§ **Problem requirements**
Retype, with no pictures, each line from the one that holds "Question. Identify every instance of the paved" through the last line of the entries below, both included.

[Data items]
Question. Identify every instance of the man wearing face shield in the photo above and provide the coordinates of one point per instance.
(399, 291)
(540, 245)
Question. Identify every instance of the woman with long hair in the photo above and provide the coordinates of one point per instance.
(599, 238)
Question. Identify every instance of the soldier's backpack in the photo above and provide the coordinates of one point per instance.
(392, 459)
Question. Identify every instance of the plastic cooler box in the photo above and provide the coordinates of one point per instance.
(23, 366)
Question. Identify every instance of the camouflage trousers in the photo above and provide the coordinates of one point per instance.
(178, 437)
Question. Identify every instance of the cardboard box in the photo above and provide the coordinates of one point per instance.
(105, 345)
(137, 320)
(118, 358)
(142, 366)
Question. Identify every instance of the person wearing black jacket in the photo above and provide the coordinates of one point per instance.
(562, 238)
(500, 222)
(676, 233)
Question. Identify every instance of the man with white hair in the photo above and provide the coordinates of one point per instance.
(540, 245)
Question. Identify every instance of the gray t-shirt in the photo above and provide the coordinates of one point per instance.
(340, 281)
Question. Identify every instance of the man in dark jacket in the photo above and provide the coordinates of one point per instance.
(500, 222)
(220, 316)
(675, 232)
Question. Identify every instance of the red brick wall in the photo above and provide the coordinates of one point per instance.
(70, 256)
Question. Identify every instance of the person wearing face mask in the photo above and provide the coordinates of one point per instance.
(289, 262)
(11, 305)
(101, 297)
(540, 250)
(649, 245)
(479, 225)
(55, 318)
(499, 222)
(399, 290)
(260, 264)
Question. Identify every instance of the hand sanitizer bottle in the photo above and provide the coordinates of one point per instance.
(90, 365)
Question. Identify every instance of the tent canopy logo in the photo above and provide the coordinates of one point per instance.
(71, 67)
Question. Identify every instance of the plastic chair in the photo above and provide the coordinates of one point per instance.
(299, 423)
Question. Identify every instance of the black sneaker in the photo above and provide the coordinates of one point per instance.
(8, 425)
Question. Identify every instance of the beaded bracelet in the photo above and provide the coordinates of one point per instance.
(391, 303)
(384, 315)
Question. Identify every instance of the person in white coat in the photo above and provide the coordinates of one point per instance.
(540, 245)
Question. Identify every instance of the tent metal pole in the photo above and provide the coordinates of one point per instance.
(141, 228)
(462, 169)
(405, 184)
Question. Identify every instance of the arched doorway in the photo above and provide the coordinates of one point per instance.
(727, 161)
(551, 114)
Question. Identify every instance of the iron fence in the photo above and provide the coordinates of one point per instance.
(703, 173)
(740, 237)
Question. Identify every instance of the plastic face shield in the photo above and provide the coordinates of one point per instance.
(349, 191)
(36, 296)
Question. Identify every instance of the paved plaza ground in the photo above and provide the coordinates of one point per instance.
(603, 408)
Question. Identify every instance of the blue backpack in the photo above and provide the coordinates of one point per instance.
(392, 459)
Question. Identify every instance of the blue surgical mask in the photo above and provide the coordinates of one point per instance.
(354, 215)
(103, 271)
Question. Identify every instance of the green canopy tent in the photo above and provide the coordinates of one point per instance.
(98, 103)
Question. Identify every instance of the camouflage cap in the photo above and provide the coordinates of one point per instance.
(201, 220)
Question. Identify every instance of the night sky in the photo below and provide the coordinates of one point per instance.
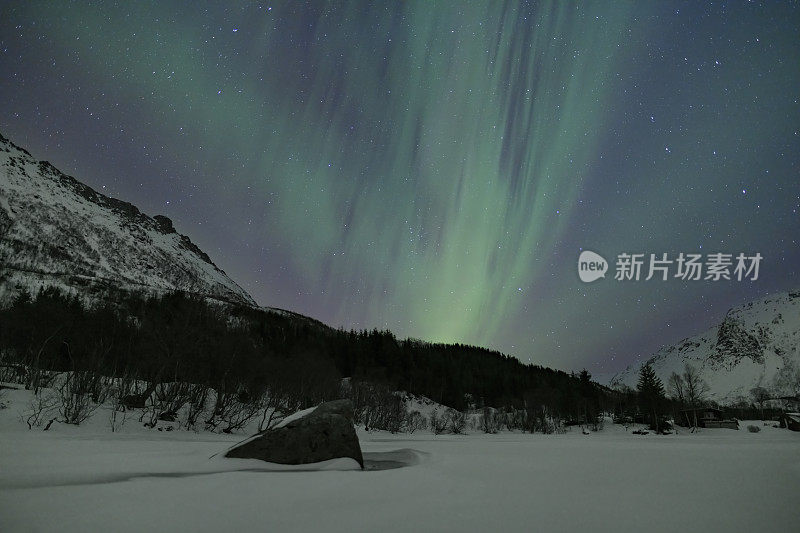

§ **Solution for this exercise**
Question. Identify every instance of the paved plaza ground in the photo above and provide the coordinates of one point per instance.
(603, 408)
Question. Identify every instance of the blue backpack in the photo above and provide the coordinates of one point per instance.
(392, 459)
Question. Identify every instance of the blue surgical mask in the photo above and provide the coordinates of one point per instance.
(354, 215)
(103, 271)
Question. Identify every instance of the green canopy tent in the photo above and provide the coordinates of one point per instance.
(98, 103)
Question. Identify every instance of the camouflage cap in the photo above and provide the coordinates of one point per instance.
(201, 220)
Question. Identify every instance of the night sky in the photo below and provide the coordinates of one point per instance.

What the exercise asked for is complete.